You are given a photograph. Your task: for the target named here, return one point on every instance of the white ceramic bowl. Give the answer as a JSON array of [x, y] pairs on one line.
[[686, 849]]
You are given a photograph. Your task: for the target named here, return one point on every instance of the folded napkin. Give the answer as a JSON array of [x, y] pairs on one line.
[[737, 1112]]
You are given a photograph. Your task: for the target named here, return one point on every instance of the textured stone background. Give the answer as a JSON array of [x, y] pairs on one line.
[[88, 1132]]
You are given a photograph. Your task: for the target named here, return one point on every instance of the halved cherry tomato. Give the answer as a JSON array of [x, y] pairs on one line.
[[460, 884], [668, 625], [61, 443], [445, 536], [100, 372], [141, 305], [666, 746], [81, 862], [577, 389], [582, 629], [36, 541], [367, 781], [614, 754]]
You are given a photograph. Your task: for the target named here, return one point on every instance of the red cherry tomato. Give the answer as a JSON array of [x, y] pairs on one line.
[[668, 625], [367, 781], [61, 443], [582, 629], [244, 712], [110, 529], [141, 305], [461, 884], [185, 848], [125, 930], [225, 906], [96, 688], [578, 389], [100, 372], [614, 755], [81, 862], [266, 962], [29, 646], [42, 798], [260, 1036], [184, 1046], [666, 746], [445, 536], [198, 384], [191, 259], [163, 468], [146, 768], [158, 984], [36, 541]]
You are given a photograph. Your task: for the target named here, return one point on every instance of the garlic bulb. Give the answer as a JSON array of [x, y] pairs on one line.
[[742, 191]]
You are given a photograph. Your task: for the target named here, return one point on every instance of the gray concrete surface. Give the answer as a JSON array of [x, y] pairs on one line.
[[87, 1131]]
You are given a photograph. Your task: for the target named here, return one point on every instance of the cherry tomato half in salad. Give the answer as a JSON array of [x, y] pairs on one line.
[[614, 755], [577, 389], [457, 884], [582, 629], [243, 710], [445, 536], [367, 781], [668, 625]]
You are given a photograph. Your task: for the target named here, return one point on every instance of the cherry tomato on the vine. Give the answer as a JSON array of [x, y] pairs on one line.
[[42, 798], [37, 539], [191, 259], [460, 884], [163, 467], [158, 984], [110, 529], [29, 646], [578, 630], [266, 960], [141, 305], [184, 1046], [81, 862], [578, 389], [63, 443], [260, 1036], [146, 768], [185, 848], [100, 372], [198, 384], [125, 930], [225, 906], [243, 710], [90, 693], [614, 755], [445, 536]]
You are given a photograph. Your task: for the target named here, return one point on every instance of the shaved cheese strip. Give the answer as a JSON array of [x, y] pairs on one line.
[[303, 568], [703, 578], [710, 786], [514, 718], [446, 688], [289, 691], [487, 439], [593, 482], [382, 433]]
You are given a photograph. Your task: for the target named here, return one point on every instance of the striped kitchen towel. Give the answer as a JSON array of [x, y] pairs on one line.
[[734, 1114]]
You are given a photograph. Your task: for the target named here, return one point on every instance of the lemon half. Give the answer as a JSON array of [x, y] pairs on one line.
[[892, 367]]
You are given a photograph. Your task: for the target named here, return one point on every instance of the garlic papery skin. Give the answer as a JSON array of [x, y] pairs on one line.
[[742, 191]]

● **Exercise task**
Rewrite every row above, swapping "cherry tomato" for "grape tomato" wherever it appears and keeping everything else unchanged.

● **Solution below**
You are given a photograph. Your task: for the target named here, return one point on every instance of the white ceramic bowl. Give the answer as a JSON array of [x, y] pairs on one line.
[[686, 849]]
You are given a photograph. Your task: for the target named here, return one point on every instance of the folded napkin. Give the answer as a JSON array of [x, y] pairs on one line.
[[737, 1112]]
You are given a photograph. Your task: for the target named here, return one point on every instance of the textured stone background. Give the answer as a JSON array of [x, y] pairs on one line.
[[88, 1132]]
You are given a photograph. Your task: for the target named here, return one point on every instance of the halved grape tomato. Give the answer as a JSON array of [x, y] pairs on one line.
[[460, 884], [668, 625], [61, 443], [445, 536], [100, 372], [141, 305], [666, 746], [81, 862], [577, 389], [582, 629], [36, 541], [367, 781], [614, 754]]
You are given a photograph. Your task: for the target named here, return one point on every instance of the red grape tomato. Give the answer as a JSON array of [x, y] pairs on one line.
[[668, 625], [367, 781], [61, 443], [582, 629], [244, 712], [110, 529], [141, 305], [461, 884], [185, 848], [125, 930], [225, 906], [96, 688], [578, 389], [100, 372], [614, 755], [81, 862], [266, 962], [29, 646], [42, 798], [260, 1036], [184, 1046], [666, 746], [445, 536], [198, 384], [191, 259], [163, 468], [146, 768], [158, 984], [36, 541]]
You are given a photograph. Your task: for the target named here, return one point on every instance of the garlic bulb. Give the answer as a JSON array of [x, y] pairs on one line.
[[742, 191]]
You are given a photograph. Your task: for the target named here, return one point on every instance of the gray concrete surface. Give the answer as a JSON array of [x, y] pairs on one line.
[[87, 1131]]
You are given a photograph. Your task: for the target named here, return one point on every instance of the grape tomato half in salad. Give the answer as a JSON array of [x, y] pairs on one line.
[[614, 755], [577, 389], [457, 884], [582, 629], [243, 710], [445, 536], [367, 781], [668, 625]]
You are given a photograph. Your task: for the target named here, return one point on every instance of the grape tomato on the vine. Give the answer as a JSON array of [x, y] pairs on one line.
[[42, 798], [37, 539], [191, 259], [460, 884], [163, 467], [158, 984], [110, 529], [29, 646], [578, 630], [266, 960], [141, 305], [184, 1046], [81, 862], [578, 389], [63, 443], [260, 1036], [146, 768], [185, 848], [100, 372], [198, 384], [125, 930], [225, 906], [243, 710], [90, 693], [614, 755], [445, 536]]
You are given a photograph. Your task: for the target named here, return one point on every instance of the shaved cheese strip. Give the answer as a JSON array of [x, y] pairs on one line.
[[303, 568], [703, 578], [710, 786], [514, 718], [446, 688], [289, 691], [487, 439], [593, 482], [382, 433]]
You are given a photograph. Your task: for the target named here, return one point on every instance of the striped kitchen towel. Give the answer as a JSON array of [x, y] pairs on one line.
[[734, 1114]]
You are given a photograph. Your task: for the target named here, return one point on every instance of the lemon half. Give the answer as a JSON array of [x, y] pairs on one line.
[[892, 367]]
You are given a photograph. Your task: for the target named here, return one point on every instance of the garlic papery skin. Give the answer as a JSON array of [x, y] pairs on one line.
[[742, 191]]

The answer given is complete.